### Set task
Pull out every line of the records that contains the string "head", matching case exactly.

### Information provided
•••••

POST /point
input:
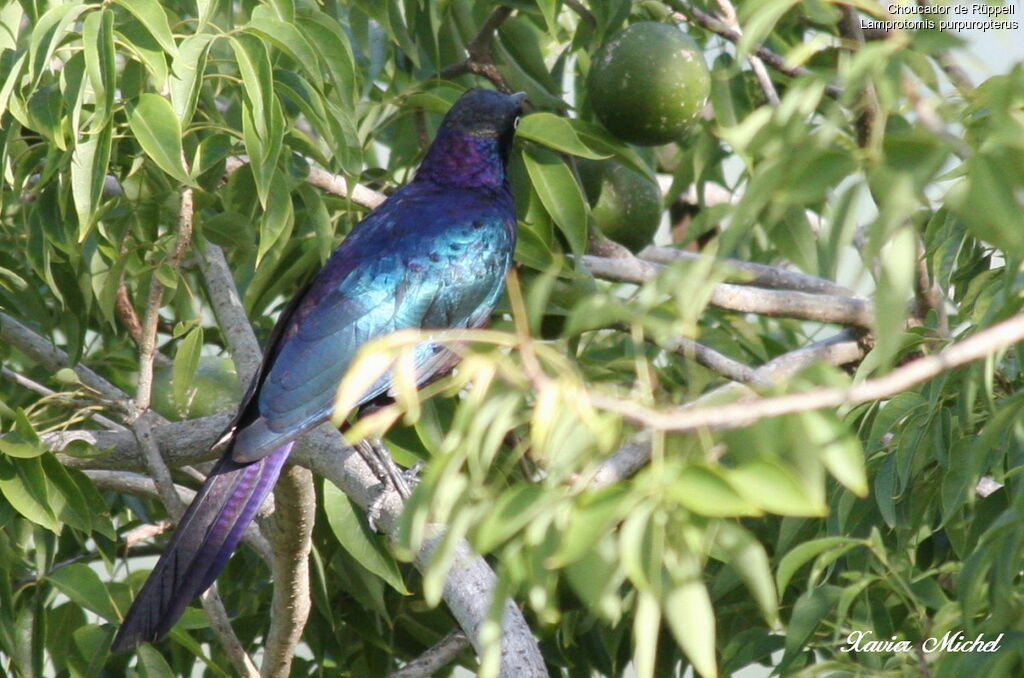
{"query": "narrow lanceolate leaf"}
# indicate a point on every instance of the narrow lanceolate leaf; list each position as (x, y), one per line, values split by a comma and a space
(278, 218)
(332, 44)
(159, 132)
(186, 75)
(185, 365)
(555, 132)
(691, 619)
(560, 196)
(88, 172)
(355, 538)
(97, 44)
(152, 15)
(257, 78)
(83, 586)
(47, 34)
(748, 557)
(24, 488)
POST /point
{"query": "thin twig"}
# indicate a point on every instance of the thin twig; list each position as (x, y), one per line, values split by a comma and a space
(957, 76)
(750, 272)
(61, 398)
(757, 65)
(333, 183)
(869, 122)
(715, 361)
(635, 454)
(697, 17)
(480, 60)
(928, 296)
(42, 351)
(983, 344)
(230, 313)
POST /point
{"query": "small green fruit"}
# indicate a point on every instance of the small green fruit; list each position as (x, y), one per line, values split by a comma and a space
(625, 204)
(648, 84)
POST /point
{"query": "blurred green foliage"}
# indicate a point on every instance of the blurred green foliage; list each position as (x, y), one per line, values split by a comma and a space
(765, 545)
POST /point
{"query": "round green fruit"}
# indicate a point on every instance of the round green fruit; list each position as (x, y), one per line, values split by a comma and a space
(625, 204)
(214, 389)
(648, 84)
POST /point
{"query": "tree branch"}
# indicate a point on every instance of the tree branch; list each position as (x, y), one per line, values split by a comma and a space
(695, 16)
(750, 272)
(60, 398)
(840, 349)
(436, 658)
(982, 344)
(818, 307)
(325, 180)
(480, 60)
(42, 351)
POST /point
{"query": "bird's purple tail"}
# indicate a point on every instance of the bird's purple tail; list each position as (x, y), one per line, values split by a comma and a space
(204, 540)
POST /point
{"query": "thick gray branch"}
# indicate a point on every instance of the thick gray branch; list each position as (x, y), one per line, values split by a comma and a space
(819, 307)
(841, 349)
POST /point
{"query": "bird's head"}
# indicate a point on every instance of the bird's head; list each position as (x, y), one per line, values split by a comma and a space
(473, 142)
(485, 114)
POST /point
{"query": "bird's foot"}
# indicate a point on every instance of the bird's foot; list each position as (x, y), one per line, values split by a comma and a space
(392, 477)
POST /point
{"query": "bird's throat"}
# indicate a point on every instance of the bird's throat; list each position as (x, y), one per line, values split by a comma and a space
(459, 159)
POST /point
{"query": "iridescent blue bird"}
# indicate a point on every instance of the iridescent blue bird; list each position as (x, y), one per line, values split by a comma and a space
(433, 256)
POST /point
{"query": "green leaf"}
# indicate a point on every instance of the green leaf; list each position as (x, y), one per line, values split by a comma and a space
(24, 485)
(159, 132)
(67, 501)
(47, 34)
(705, 492)
(152, 664)
(560, 195)
(840, 451)
(803, 553)
(332, 45)
(91, 646)
(691, 620)
(775, 489)
(186, 75)
(646, 624)
(355, 538)
(747, 555)
(152, 15)
(808, 612)
(23, 441)
(555, 132)
(599, 140)
(990, 200)
(257, 78)
(287, 38)
(185, 365)
(83, 586)
(279, 217)
(88, 174)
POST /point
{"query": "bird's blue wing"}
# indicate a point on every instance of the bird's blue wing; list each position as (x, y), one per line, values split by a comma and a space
(421, 282)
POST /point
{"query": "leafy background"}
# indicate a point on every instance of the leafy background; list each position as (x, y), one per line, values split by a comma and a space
(881, 169)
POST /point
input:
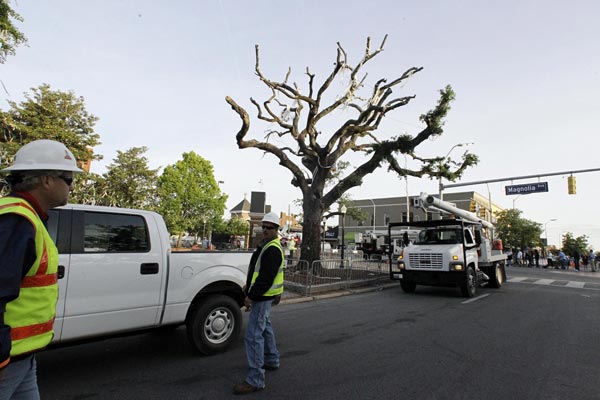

•••••

### Final result
{"query": "bird's head"}
# indicate a point on every instance of the bird's head; list each position as (x, y), one per line, values split by a comma and a space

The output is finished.